Provided records START

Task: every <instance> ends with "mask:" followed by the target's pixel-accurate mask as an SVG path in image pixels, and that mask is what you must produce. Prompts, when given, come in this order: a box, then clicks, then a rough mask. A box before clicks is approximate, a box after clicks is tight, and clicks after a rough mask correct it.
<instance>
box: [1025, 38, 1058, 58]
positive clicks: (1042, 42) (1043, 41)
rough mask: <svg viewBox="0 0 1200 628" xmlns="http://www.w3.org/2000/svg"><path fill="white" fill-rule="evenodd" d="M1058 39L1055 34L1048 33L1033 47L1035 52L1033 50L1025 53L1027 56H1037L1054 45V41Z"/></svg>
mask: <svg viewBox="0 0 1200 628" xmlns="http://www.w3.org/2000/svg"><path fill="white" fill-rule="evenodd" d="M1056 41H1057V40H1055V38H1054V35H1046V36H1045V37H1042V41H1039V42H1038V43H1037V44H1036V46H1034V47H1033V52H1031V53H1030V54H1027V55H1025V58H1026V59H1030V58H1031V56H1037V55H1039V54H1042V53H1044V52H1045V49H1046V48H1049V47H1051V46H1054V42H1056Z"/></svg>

Provided records END

> **Problem requirements**: Your task is to retype all the records above with nothing left out.

> **Response for this exercise**:
Task: every <instance> ends with "mask:" followed by the target's pixel-accurate mask as an SVG path in image pixels, and that mask is what you must produce. Prompts, when given, come in this order: a box, then clicks, then a rough mask. A box before clicks is approximate, a box after clicks is tight, and clicks after a rough mask correct it.
<instance>
box: [1025, 38, 1058, 58]
positive clicks: (1042, 42) (1043, 41)
rough mask: <svg viewBox="0 0 1200 628" xmlns="http://www.w3.org/2000/svg"><path fill="white" fill-rule="evenodd" d="M1058 39L1055 34L1048 33L1033 47L1035 52L1033 50L1025 53L1027 56H1037L1054 45V41Z"/></svg>
mask: <svg viewBox="0 0 1200 628" xmlns="http://www.w3.org/2000/svg"><path fill="white" fill-rule="evenodd" d="M1056 41H1057V40H1055V38H1054V35H1046V36H1045V37H1042V41H1039V42H1038V43H1037V44H1036V46H1034V47H1033V52H1031V53H1030V54H1027V55H1025V58H1026V59H1030V58H1031V56H1037V55H1039V54H1042V53H1044V52H1045V49H1046V48H1049V47H1051V46H1054V42H1056Z"/></svg>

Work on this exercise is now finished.